▶ [Treść zadania 1]
Odpowiedz krótko na pytania do poniższego wpisu o Nocnych Wilkach:
(a) Pod jaką przykrywką, według wpisu, ukrywali się mołojcy Władimirowicza?
(b) Gdzie, według wpisu, Merkel złoży wieniec?
(c) Dlaczego sprawnych „Leonardów Niesiołowskiego” nie wysłano na granicę?
▶ [Treść zadania 2]
Streść w dwóch zdaniach poniższy wpis o Nocnych Wilkach.

▶ [Wybrany fragment]
┏━━
Janczar Janczar
181
BLOG

Czy KOMOROWSKI i KOPACZ, złoża wieńce 8 maja pod pomnikiem żołnierz LWP w Berlin

Janczar Janczar Polityka Obserwuj notkę 3

Witam.

Nu wilk nie pagadim.

Dzielny Rząd III RP, dał odpór mołojcom Władimirowicz,  ukrytych pod przykrywką motocyklistów zwących się NOCNE WILKI.

Tak jest jak organizatorzy przejazdu, przez kraj, potęgę gospodarczą i militarną UE, nie zapoznają się z odrobiną historii.

A my Polacy mamy bogatą historię walki z wilkami. Ostatnia sięga czasów końca drugiej wojny światowej , kiedy naszym dzielnym żołnierzom przyszło walczyć z WERWOLFEM, organizacją militarną hitlerowców, zorganizowaną na wzór partyzantki. Jak wiemy WERWOLFF dostał takie baty, że uciekając zatrzymał się dopiero w Argentynie i Paragwaju.

Rodzime wilki wolały w drogę nie wchodzić pamiętając, że pierwszy myśliwy strzelbę odwiesił na czas prezydentury, która może skończyć się w maju tego roku.

Teraz ze wschodu nadciąga kolejna wataha wilków. Dzielny rząd, wraz najlepszym specem od obronności postanowił działać. Tak im się wydaje, ponieważ Niemcy siedząc na tylnym siedzeniu u Schetyny, naszymi rękami zablokują prowokacyjne składanie wieńców w Berlinie, przez ludzi Putina. Tak wygląda nasza niezależna polityka zagraniczna wpisana w główny nurt europejskiego ścieku.Merkel oczywiści całą winę zwali na nas, składając wieniec w Moskwie.

Ponoć miano wysłać na granice nasze słynne „Leonardy Niesiołowskiego”, lecz  trwa ciągły remont. Sprawnych nie wysłano, bo będą potrzebne 8 maja na Westerplatte, aby uczcić podniosłe uroczystości ku czci BRONISŁAWA KOMOROWSKIEGO. Ma  przybyć, wdzięczny za ostatni kontrakt Prezydent Francji, przedstawiciel kraju, którego obywatele nie chcieli umierać za Gdańsk, ale chętnie wysyłali do niemieckich obozów koncentracyjnych w okupowanej Polsce, swoich obywateli pochodzenia żydowskiego, każąc im płacić za podróż do gazu. 8 MAJA 1945 I WESTERPLATTE. Co takiego wspólnego jest w tej symbolice? Pokolenia wychowane na książce Przymanowskiego oraz filmie o Janku i jego czołgu twierdzą, że chodzi o rocznicę ślubu Janka i Marusi. Całkiem możliwe.
┗━━
▶ [Wykaz pozycji]
┏━━
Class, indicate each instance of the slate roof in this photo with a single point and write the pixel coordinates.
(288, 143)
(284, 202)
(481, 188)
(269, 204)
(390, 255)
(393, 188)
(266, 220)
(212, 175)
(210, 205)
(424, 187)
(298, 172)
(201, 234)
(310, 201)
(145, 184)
┗━━
▶ [Rozwiązanie 1]
(a) Pod przykrywką motocyklistów zwących się Nocne Wilki.
(b) W Moskwie.
(c) Bo będą potrzebne 8 maja na Westerplatte podczas uroczystości ku czci Bronisława Komorowskiego.

▶ [Rozwiązanie 2]
Według wpisu rząd III RP dał odpór motocyklistom z Nocnych Wilków, choć w istocie to Niemcy polskimi rękami zablokują składanie wieńców w Berlinie przez ludzi Putina, a Merkel zrzuci winę na Polskę, składając wieniec w Moskwie. Wpis podaje też, że sprawnych „Leonardów Niesiołowskiego” nie wysłano na granicę, bo będą potrzebne 8 maja na Westerplatte podczas uroczystości ku czci Bronisława Komorowskiego, na które ma przybyć prezydent Francji.